=== GOAL ===
Reproduce the entries below, substituting "Object" for every occurrence of "Target" and keeping all other text unchanged.

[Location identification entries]
%%

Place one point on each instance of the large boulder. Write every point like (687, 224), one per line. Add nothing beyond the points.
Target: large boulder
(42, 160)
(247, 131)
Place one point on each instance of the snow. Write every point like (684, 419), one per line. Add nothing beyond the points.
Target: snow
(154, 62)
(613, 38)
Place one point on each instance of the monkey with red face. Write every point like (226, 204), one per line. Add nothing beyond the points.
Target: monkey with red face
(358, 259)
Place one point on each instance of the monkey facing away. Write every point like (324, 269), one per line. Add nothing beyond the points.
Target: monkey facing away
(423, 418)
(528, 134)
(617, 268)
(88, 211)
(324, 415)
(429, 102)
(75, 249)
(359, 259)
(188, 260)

%%

=== SOLUTION TO THIS EXERCISE ===
Place one point on each instance of the large boulder. Write every point like (687, 224), one per line. Add nothing beyond the points.
Object: large boulder
(42, 160)
(247, 131)
Place one point on each instance of the snow. Write every point like (684, 419), one per line. Add nothing beyond the points.
Object: snow
(154, 62)
(613, 38)
Place one point on each instance of the monkey with red face. Write every point like (226, 204), one per line. Add nothing beyond the points.
Object: monkey with red face
(358, 259)
Place one point on each instance of the monkey facing away. Write every point like (324, 269), one per line. Add nothing beyond the points.
Object: monkey facing away
(423, 418)
(528, 134)
(617, 268)
(88, 211)
(324, 415)
(429, 102)
(75, 249)
(359, 259)
(188, 260)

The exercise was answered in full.